### WORK INSTRUCTIONS
Reproduce the memory correctness text below word for word, in full.

START SUPPLIED TEXT

Part 3: Memory Correctness

For a program to run correctly and consistently across many machines, the program must have no memory errors. Since every CPU is slightly different, a memory error may result in a program running perfectly fine on one system (perhaps the system initialized the heap memory to 0x00 for you) while may seg fault on another system (perhaps the other system has random/garbage values in the heap memory).

To test for memory correctness, we use commonly used tool called valgrind. The magic of valgrind is that it will track every memory access your program makes and report:

Memory that was allocated (via malloc) but not released back the system (via free),
Use of previously allocated memory (accessing memory you free‘d),
Any memory access beyond either your allocated region (for heap memory) or beyond your stack (for stack memory),
…and many, many more types of memory misuse.

You will earn 67% of the credit for the MP for completing the MP. The other 33% of your grade can only be earned if your program passes all of the test cases and runs “valgrind clean”. To run “valgrind clean”, your must:

Compile all test cases on the command line using make test,
Run all test cases using valgrind --leak-check=full --show-leak-kinds=all ./test,
Your valgrind output must report BOTH of the following:
- All heap blocks were freed -- no leaks are possible, showing you free’d all memory before existing, AND
- ERROR SUMMARY: 0 errors from 0 contexts, showing you made no memory errors.

Until you run valgrind clean, you should expect differences between the GitHub Action grader and your local run.

macOS Specific Information

Sadly, valgrind support on macOS is limited. However, Docker provides a Linux environment on macOS:

# Build a light-weight docker:
docker build -t cs340  .

# Run `make clean` to clear any old compiled code that may be compiled outside of docker:
docker run --rm -it -v `pwd`:/mp1 cs340 "make clean"

END SUPPLIED TEXT
START RECORD EXCERPTS

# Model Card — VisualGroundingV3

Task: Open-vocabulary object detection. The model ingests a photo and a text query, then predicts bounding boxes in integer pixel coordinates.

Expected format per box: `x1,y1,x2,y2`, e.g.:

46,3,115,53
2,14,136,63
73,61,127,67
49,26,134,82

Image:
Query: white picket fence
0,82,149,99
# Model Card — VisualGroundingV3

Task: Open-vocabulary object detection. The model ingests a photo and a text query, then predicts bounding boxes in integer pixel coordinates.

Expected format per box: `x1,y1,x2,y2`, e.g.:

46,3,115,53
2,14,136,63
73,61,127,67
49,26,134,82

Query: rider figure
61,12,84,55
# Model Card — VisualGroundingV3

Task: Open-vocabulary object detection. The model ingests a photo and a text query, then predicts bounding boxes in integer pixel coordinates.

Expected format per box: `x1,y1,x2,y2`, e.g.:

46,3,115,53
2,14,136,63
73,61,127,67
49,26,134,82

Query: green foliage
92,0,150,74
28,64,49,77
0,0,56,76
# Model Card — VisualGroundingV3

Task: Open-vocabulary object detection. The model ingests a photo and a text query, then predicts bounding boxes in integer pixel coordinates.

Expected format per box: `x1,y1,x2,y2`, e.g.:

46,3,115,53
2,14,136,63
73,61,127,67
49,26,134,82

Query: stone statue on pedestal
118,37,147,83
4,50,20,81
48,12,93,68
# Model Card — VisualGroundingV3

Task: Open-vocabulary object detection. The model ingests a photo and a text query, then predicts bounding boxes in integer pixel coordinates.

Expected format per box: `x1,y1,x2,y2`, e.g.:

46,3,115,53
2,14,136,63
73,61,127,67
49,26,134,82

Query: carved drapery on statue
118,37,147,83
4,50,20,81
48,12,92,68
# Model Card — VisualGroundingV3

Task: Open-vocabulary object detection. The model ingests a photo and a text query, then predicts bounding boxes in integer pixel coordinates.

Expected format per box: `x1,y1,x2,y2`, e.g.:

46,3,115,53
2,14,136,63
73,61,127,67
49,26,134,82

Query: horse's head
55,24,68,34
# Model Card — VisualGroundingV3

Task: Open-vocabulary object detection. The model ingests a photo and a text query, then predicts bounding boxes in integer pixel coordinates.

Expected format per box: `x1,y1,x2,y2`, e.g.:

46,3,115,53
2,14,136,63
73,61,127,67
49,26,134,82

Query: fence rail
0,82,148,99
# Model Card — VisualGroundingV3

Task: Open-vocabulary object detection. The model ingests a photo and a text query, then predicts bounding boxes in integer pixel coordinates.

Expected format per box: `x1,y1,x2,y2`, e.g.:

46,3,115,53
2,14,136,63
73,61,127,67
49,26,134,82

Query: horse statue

END RECORD EXCERPTS

### THE OUTPUT
Part 3: Memory Correctness

For a program to run correctly and consistently across many machines, the program must have no memory errors. Since every CPU is slightly different, a memory error may result in a program running perfectly fine on one system (perhaps the system initialized the heap memory to 0x00 for you) while may seg fault on another system (perhaps the other system has random/garbage values in the heap memory).

To test for memory correctness, we use commonly used tool called valgrind. The magic of valgrind is that it will track every memory access your program makes and report:

Memory that was allocated (via malloc) but not released back the system (via free),
Use of previously allocated memory (accessing memory you free‘d),
Any memory access beyond either your allocated region (for heap memory) or beyond your stack (for stack memory),
…and many, many more types of memory misuse.

You will earn 67% of the credit for the MP for completing the MP. The other 33% of your grade can only be earned if your program passes all of the test cases and runs “valgrind clean”. To run “valgrind clean”, your must:

Compile all test cases on the command line using make test,
Run all test cases using valgrind --leak-check=full --show-leak-kinds=all ./test,
Your valgrind output must report BOTH of the following:
- All heap blocks were freed -- no leaks are possible, showing you free’d all memory before existing, AND
- ERROR SUMMARY: 0 errors from 0 contexts, showing you made no memory errors.

Until you run valgrind clean, you should expect differences between the GitHub Action grader and your local run.

macOS Specific Information

Sadly, valgrind support on macOS is limited. However, Docker provides a Linux environment on macOS:

# Build a light-weight docker:
docker build -t cs340  .

# Run `make clean` to clear any old compiled code that may be compiled outside of docker:
docker run --rm -it -v `pwd`:/mp1 cs340 "make clean"